Return every line of the data below word for word, including the punctuation.

(Entries shown Opens)

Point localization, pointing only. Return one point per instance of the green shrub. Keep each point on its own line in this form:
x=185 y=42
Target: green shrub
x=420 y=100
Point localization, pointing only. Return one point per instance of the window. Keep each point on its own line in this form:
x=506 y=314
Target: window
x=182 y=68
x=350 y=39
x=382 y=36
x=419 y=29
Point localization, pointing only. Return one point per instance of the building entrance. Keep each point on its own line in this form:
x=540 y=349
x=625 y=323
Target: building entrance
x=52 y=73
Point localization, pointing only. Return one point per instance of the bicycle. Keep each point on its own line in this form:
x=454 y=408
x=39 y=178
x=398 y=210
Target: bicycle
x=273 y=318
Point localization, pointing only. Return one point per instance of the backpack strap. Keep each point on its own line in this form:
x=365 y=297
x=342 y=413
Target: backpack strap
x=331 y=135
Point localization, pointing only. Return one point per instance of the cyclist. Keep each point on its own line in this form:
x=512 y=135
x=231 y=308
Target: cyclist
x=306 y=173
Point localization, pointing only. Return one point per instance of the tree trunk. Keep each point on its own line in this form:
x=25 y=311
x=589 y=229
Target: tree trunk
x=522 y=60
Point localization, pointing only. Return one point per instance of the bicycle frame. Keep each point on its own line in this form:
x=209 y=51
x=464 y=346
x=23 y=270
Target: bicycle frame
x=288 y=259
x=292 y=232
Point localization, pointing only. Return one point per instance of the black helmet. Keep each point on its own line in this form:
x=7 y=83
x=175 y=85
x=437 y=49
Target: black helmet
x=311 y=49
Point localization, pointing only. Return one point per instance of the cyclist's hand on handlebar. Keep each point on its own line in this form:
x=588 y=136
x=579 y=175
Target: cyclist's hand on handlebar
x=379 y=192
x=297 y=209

(Entries shown Closes)

* **Written answer**:
Point localization, pointing only. Return one point per instance of the green shrub. Keep each point on its own line in this form:
x=185 y=42
Target: green shrub
x=420 y=100
Point localization, pointing only. Return one point per instance of the window. Keep each point on its own line in this form:
x=506 y=314
Target: window
x=182 y=68
x=350 y=39
x=382 y=36
x=419 y=29
Point localization, pointing only. Return one point per instance of the building entrance. Keep each point on its own line in this form:
x=540 y=349
x=625 y=323
Target: building entrance
x=52 y=73
Point localization, pointing only. Return one point per instance of the bicycle. Keep each point on its own line in this form:
x=454 y=408
x=39 y=178
x=398 y=210
Target: bicycle
x=273 y=318
Point localization, pointing only. Return one point per instance of the backpack strap. Keep each point on its own line in this form:
x=365 y=297
x=342 y=413
Target: backpack strap
x=331 y=135
Point localization, pointing only. Return one point per instance of the cyclist. Keep each point on its own line in this form:
x=512 y=135
x=231 y=308
Target: cyclist
x=306 y=173
Point localization, pointing only. Return one point per instance of the tree trunk. Keep each point on its own line in this form:
x=25 y=311
x=589 y=229
Target: tree trunk
x=522 y=60
Point localization, pointing only. Return one point per instance of the bicycle frame. Keep each point on its own line in this form:
x=209 y=51
x=464 y=346
x=23 y=270
Target: bicycle frame
x=288 y=259
x=292 y=232
Point localization, pointing only. Return one point per instance of the black helmet. Keep each point on its own line in this form:
x=7 y=83
x=175 y=85
x=437 y=49
Target: black helmet
x=311 y=49
Point localization, pointing only. Return one point per instance of the cyclist's hand on handlebar. Keep each point on its own line in this form:
x=588 y=136
x=579 y=175
Target: cyclist's hand on handlebar
x=379 y=192
x=297 y=209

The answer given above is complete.